Yesterday, I was in here working on the book that will follow Mountain.  Novel #8.  A good story I think.  Maybe my toughest yet.  Certainly ambitious.  You might wonder, ‘But Dad…come one.  We’re your own flesh and blood?  How do you forget your own sons?’ The best answer I can give is Eric Liddell?  Remember the picture of Eric running?  Somedays…like yesterday, that’s me writing. 
I hope when you find the thing that you do, the thing God made you to do on this earth, that you jump through the screen.  Completely.  Both feet.  A total Peter Pan.  And, when you do, and time is a casualty (which it always is), I hope you throw your head back and run like Eric.  It’s a good place. 

One bit of advice—when you get there, if your phone rings, don’t send it to voice mail and check it an hour later.  Answer it on the first ring.  Your children will thank you.

What Others are Saying - Add Your Comment

  1. Jennifer   on 03/11 said:

    Excellent thoughts and msg to your boys as their future selves.  I always pray that God fills the gaps in my parenting and erases the memories of my goofs.

Records supplied =
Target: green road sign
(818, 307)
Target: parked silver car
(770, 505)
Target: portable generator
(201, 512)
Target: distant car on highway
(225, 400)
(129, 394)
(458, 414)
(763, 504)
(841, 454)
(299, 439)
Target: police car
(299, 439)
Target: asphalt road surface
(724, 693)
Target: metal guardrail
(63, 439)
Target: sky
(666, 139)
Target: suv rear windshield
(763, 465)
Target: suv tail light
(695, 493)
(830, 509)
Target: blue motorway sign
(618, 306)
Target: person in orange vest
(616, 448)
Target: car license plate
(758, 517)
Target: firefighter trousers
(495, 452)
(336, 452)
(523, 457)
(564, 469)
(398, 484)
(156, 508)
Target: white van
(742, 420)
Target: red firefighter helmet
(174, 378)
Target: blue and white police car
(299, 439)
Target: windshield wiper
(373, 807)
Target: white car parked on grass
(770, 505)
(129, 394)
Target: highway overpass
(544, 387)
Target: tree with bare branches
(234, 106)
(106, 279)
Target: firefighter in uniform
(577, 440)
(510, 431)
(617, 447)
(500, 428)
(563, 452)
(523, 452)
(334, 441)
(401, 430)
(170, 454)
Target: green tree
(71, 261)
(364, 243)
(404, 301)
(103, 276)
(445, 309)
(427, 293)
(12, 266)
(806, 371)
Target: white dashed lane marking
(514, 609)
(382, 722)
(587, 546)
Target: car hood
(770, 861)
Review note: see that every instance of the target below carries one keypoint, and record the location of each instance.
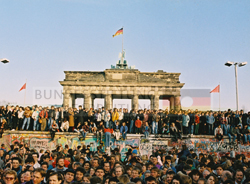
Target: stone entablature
(125, 83)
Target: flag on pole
(23, 87)
(216, 90)
(120, 31)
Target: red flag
(216, 90)
(23, 87)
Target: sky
(44, 38)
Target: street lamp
(4, 60)
(230, 63)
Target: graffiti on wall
(42, 141)
(125, 145)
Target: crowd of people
(119, 122)
(23, 165)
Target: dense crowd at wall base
(203, 144)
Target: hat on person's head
(70, 170)
(134, 152)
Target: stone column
(92, 101)
(135, 102)
(152, 102)
(177, 103)
(156, 102)
(87, 101)
(108, 102)
(67, 100)
(171, 103)
(73, 97)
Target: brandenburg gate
(121, 84)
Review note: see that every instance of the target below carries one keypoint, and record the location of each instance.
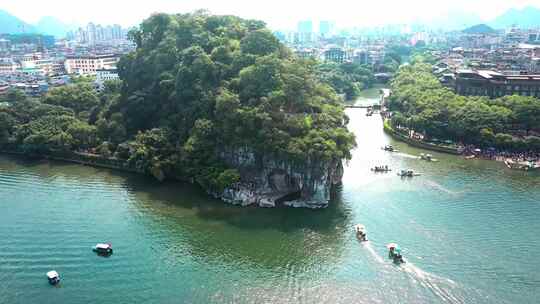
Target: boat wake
(439, 286)
(406, 155)
(440, 187)
(372, 251)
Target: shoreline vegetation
(216, 100)
(423, 112)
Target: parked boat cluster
(102, 249)
(394, 251)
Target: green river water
(468, 229)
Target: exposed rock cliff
(267, 180)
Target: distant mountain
(453, 20)
(10, 24)
(479, 29)
(527, 17)
(53, 26)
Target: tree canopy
(195, 86)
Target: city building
(326, 28)
(336, 54)
(305, 31)
(103, 75)
(7, 66)
(91, 64)
(495, 84)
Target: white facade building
(90, 65)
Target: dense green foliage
(421, 103)
(196, 86)
(346, 78)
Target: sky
(278, 14)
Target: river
(468, 229)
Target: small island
(213, 100)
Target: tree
(259, 42)
(78, 97)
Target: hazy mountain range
(528, 17)
(10, 24)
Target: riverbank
(416, 143)
(84, 159)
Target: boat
(394, 253)
(102, 248)
(53, 277)
(361, 233)
(427, 157)
(408, 173)
(521, 165)
(390, 148)
(381, 169)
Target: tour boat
(53, 277)
(394, 252)
(381, 169)
(361, 233)
(408, 173)
(389, 148)
(103, 248)
(427, 157)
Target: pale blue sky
(277, 13)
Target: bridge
(385, 94)
(360, 107)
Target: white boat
(408, 173)
(361, 232)
(103, 248)
(427, 157)
(390, 148)
(53, 277)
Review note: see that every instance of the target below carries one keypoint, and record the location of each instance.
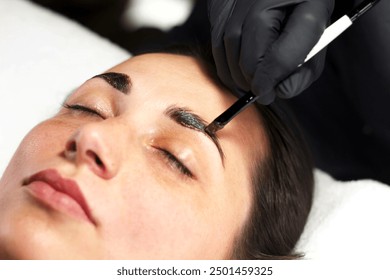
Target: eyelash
(175, 163)
(82, 109)
(172, 160)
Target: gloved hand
(258, 44)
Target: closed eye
(82, 109)
(176, 164)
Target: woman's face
(126, 172)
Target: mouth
(58, 193)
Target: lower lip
(56, 200)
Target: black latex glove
(258, 44)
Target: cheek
(39, 147)
(155, 221)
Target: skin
(142, 206)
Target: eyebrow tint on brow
(118, 81)
(186, 118)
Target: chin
(32, 232)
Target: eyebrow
(118, 81)
(188, 119)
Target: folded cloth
(43, 57)
(349, 220)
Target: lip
(59, 193)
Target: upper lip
(63, 185)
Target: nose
(92, 145)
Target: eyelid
(176, 163)
(83, 109)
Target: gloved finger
(302, 31)
(301, 79)
(220, 12)
(261, 29)
(232, 42)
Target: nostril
(96, 158)
(71, 146)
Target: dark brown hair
(282, 179)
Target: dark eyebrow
(186, 118)
(118, 81)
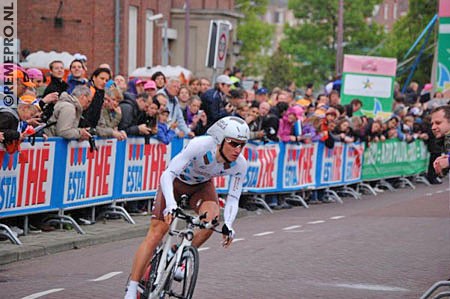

Work to complete =
Return, word for word, the part of the text about writing that opens with the words containing "I hope when" and closes with "will thank you.".

Solution for this problem =
I hope when you find the thing that you do, the thing God made you to do on this earth, that you jump through the screen.  Completely.  Both feet.  A total Peter Pan.  And, when you do, and time is a casualty (which it always is), I hope you throw your head back and run like Eric.  It’s a good place. 

One bit of advice—when you get there, if your phone rings, don’t send it to voice mail and check it an hour later.  Answer it on the first ring.  Your children will thank you.